### Aufgaben
1 > Erkläre anhand des Textauszugs in ein bis drei Sätzen, warum eine Straftat, für die nur ein kleines Bußgeld vorgesehen ist, keine großangelegte Hausdurchsuchung rechtfertigt.
2 > Aktualisiere im Textauszug den Teil, der mit den Worten „Es müssen also“ beginnt und mit „Durchsuchung abgesehen werden.“ endet. Gib ihn vollständig wieder und ersetze darin „Ermittlungsergebnis“ durch „Untersuchungsergebnis“.

### Textauszug
= = = = =

Das bedeutet, dass der staatliche Strafverfolgungsanspruch die genannten Grundrechte überwiegen muss. Verhältnismäßigkeit ist hierbei ein rechtsstaatliches Grundprinzip, das individuelle Rechte und Freiheiten der Betroffenen gewahren soll.
Es müssen also Interessen der betroffenen Person und des Staates gegeneinander abgewogen werden. Eine Durchsuchung als Teil der Strafverfolgung, mit Aussicht auf Erfolg, kann dabei einen legitimen Zweck darstellen, der Grundrechtseingriffe rechtfertigen könnte.
Dabei muss die Durchsuchung angemessen sein, im Verhältnis zur begangenen Straftat und dem verfolgten Zweck. Eine Straftat beispielsweise, die ein kleines Bußgeld vorsieht, rechtfertigt keine großangelegte Hausdurchsuchung.
Darüber hinaus muss die Frage geklärt werden, ob eine Durchsuchung überhaupt geeignet ist, das gewünschte Ziel zu erreichen. Zudem muss auch die Frage beantwortet werden, ob es nicht ein milderes Mittel gibt, um das gleiche Ermittlungsergebnis zu erreichen.
Wenn zum Beispiel Daten oder Dokumente auch über einen anderen Weg eingesehen werden können, dann muss von einer Durchsuchung abgesehen werden.

= = = = =

### Vorliegende Einträge

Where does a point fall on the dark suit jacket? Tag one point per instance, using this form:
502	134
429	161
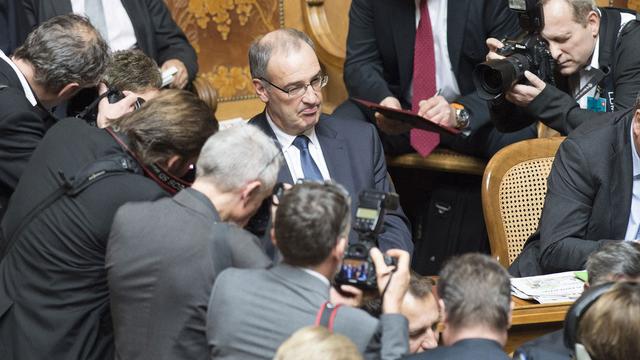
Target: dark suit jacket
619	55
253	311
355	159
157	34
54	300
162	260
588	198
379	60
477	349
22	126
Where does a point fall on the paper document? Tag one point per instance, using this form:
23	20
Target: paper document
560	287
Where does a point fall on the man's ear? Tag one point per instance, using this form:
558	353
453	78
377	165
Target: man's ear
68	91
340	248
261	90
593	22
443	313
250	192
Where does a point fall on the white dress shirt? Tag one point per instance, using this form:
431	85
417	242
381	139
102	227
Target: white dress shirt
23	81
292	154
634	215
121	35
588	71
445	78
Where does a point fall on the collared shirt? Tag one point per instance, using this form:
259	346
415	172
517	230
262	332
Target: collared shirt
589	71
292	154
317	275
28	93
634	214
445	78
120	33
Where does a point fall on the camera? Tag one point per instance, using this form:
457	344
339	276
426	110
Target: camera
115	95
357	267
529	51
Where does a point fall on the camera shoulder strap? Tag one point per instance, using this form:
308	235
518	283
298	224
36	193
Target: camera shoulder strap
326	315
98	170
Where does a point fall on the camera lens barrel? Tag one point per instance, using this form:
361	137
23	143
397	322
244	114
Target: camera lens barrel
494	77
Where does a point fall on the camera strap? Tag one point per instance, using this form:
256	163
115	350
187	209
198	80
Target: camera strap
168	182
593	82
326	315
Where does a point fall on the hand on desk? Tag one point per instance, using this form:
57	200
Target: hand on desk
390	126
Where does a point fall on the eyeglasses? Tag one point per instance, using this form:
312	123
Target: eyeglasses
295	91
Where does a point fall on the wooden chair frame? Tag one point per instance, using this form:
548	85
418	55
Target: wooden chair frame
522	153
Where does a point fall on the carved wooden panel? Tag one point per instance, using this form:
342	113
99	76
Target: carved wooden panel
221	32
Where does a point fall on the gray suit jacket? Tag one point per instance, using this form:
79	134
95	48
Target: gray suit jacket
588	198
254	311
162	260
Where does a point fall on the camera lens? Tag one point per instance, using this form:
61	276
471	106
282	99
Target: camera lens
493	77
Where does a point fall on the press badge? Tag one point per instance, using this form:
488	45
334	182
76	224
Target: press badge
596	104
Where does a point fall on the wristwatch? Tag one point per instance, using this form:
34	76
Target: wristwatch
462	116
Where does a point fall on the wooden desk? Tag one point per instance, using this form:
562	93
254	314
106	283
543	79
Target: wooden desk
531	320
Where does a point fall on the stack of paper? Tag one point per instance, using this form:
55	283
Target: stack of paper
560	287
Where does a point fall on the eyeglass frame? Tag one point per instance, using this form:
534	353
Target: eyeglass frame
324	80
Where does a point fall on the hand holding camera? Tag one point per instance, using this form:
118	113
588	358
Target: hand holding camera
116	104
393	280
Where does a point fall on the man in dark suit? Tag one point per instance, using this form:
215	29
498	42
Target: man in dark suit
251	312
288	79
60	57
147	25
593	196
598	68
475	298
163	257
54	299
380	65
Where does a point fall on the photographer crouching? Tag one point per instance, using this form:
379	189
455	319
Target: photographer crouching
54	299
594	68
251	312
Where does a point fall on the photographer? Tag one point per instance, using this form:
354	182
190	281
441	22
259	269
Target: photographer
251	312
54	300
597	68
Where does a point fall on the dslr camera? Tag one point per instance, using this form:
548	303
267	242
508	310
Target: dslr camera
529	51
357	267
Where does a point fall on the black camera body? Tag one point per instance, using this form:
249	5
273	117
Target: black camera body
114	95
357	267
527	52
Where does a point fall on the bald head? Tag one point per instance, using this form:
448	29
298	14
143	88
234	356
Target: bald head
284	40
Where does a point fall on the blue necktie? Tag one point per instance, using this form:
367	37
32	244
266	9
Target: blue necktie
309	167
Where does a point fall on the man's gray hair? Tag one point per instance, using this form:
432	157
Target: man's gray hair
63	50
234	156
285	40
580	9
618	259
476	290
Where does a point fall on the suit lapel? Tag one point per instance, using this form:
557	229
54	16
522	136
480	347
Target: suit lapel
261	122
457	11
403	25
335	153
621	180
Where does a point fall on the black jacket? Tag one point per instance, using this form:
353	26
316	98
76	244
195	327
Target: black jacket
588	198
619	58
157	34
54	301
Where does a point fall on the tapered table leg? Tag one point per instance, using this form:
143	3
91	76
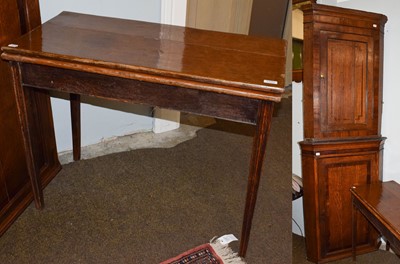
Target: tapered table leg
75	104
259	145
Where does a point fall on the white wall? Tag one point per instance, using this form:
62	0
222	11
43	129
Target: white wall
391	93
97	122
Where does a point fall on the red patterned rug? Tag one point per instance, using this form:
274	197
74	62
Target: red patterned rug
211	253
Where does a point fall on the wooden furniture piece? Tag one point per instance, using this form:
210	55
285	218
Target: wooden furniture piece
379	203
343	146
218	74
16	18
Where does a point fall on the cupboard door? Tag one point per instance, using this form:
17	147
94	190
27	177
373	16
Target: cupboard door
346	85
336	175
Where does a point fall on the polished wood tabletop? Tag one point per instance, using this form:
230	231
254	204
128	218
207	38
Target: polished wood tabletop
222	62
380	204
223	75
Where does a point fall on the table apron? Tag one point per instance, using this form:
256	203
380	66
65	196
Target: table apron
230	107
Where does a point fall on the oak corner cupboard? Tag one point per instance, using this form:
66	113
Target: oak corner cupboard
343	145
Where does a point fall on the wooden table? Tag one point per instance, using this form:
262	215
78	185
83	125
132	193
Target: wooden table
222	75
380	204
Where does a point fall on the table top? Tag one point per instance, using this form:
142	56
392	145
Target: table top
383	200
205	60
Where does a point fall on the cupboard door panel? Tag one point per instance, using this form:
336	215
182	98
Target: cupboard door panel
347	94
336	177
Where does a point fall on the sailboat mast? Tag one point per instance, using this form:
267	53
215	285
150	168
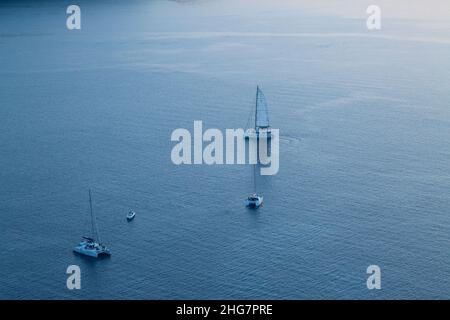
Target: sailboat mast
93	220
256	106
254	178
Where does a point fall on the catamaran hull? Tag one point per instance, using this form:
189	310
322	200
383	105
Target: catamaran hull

= = = = =

### Lösungen
1 > Eine Durchsuchung muss angemessen sein, also im Verhältnis zur begangenen Straftat und zum verfolgten Zweck stehen. Bei einer Straftat, die nur ein kleines Bußgeld vorsieht, wäre eine großangelegte Hausdurchsuchung nicht in diesem Verhältnis.

2 >
Es müssen also Interessen der betroffenen Person und des Staates gegeneinander abgewogen werden. Eine Durchsuchung als Teil der Strafverfolgung, mit Aussicht auf Erfolg, kann dabei einen legitimen Zweck darstellen, der Grundrechtseingriffe rechtfertigen könnte.
Dabei muss die Durchsuchung angemessen sein, im Verhältnis zur begangenen Straftat und dem verfolgten Zweck. Eine Straftat beispielsweise, die ein kleines Bußgeld vorsieht, rechtfertigt keine großangelegte Hausdurchsuchung.
Darüber hinaus muss die Frage geklärt werden, ob eine Durchsuchung überhaupt geeignet ist, das gewünschte Ziel zu erreichen. Zudem muss auch die Frage beantwortet werden, ob es nicht ein milderes Mittel gibt, um das gleiche Untersuchungsergebnis zu erreichen.
Wenn zum Beispiel Daten oder Dokumente auch über einen anderen Weg eingesehen werden können, dann muss von einer Durchsuchung abgesehen werden.